Data records
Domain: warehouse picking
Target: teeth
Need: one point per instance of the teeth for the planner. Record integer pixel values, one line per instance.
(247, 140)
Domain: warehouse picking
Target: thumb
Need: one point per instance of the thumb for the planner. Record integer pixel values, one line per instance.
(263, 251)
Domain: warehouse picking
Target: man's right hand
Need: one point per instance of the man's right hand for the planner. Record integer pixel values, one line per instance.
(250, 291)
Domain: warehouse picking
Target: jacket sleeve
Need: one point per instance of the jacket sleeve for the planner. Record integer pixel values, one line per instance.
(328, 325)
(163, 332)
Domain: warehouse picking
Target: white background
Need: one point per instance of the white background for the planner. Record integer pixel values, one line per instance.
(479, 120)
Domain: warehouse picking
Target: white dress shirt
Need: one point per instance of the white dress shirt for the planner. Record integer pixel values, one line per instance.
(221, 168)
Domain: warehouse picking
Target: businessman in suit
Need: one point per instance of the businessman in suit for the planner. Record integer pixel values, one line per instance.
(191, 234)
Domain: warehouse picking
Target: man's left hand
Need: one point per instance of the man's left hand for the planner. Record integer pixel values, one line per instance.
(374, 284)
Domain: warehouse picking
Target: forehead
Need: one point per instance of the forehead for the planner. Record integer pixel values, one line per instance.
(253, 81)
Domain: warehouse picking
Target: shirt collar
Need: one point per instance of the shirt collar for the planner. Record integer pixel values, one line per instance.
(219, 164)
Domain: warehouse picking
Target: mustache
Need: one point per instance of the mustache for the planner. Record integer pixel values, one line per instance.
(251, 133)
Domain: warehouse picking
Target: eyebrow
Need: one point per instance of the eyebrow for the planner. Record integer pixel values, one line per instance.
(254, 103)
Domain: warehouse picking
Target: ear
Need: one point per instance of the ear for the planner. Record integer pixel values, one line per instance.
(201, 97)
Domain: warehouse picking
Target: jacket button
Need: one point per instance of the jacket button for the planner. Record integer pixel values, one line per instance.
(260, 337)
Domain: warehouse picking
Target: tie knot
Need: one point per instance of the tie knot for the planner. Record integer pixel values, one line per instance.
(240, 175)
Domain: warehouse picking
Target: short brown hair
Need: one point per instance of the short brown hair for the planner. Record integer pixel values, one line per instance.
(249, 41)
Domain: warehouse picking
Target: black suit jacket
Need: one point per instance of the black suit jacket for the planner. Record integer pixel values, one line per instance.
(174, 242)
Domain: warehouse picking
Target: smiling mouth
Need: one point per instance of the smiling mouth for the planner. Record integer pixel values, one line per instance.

# [THE REQUEST]
Reproduce every line above without error.

# [WORKED SOLUTION]
Domain: warehouse picking
Target: teeth
Need: one point per instance of the teeth for the planner. Record integer pixel values, one line per instance.
(247, 140)
Domain: warehouse picking
Target: thumb
Need: one point per instance of the thumb for the planner. Record integer pixel values, one line per instance.
(263, 251)
Domain: warehouse picking
Target: man's right hand
Need: one point per instance of the man's right hand for the planner. Record integer pixel values, one line per instance.
(250, 291)
Domain: warehouse picking
Target: jacket sleeve
Need: one point per instance of the jacket sleeve for the planner. Record integer pixel values, one line per instance.
(328, 325)
(163, 332)
Domain: warehouse picking
Target: white background
Need: one point per instance of the white background for the planner. Record integer pixel values, one line per instance.
(479, 120)
Domain: warehouse picking
Target: white dress shirt
Need: one point per instance of the white dress shirt for the planner. Record integer pixel values, one line per instance.
(221, 168)
Domain: warehouse picking
Target: businessman in suit
Need: one point per instance of the businessman in suit for the planner. Record integer pixel values, one line per instance.
(191, 234)
Domain: warehouse picking
Target: man's left hand
Need: one point per instance of the man's left hand for the planner. Record integer pixel values, one line per instance.
(374, 284)
Domain: warehouse picking
Target: forehead
Need: one point per instance of the forehead for the planner. Record integer pixel values, one line per instance.
(253, 81)
Domain: warehouse picking
Target: shirt collar
Need: one point per instance of the shirt collar for the planner. Record integer pixel values, one line per instance.
(219, 164)
Domain: warehouse picking
Target: mustache
Need: one point per instance of the mustache for the planner. Record integer pixel values, one line per instance.
(251, 133)
Domain: warehouse picking
Target: eyebrow
Need: one point per instance of the eyebrow for the planner. Record integer pixel values, one line per instance.
(254, 103)
Domain: warehouse picking
Target: ear
Need: one point per instance of the ear for the planner. Record integer pixel values, one line per instance.
(201, 97)
Domain: warehouse picking
Target: jacket button
Need: one point per instance of the jacket button for the planner. Record integer pixel values, one line per instance.
(260, 337)
Domain: warehouse picking
Target: tie knot
Need: one point per instance of the tie knot for the planner. Record integer pixel values, one line per instance.
(240, 175)
Domain: warehouse picking
Target: short brown hair
Need: one point per instance of the short brown hair for the planner. Record integer pixel values, one line per instance.
(249, 41)
Domain: warehouse picking
Target: black suit jacket
Need: one point per instance of the black suit jacket for the planner. Record integer pixel values, one line per instance.
(174, 242)
Domain: warehouse picking
Target: smiling mouth
Need: one point per instance of the smiling mouth for the planner. Record integer pixel values, one line per instance.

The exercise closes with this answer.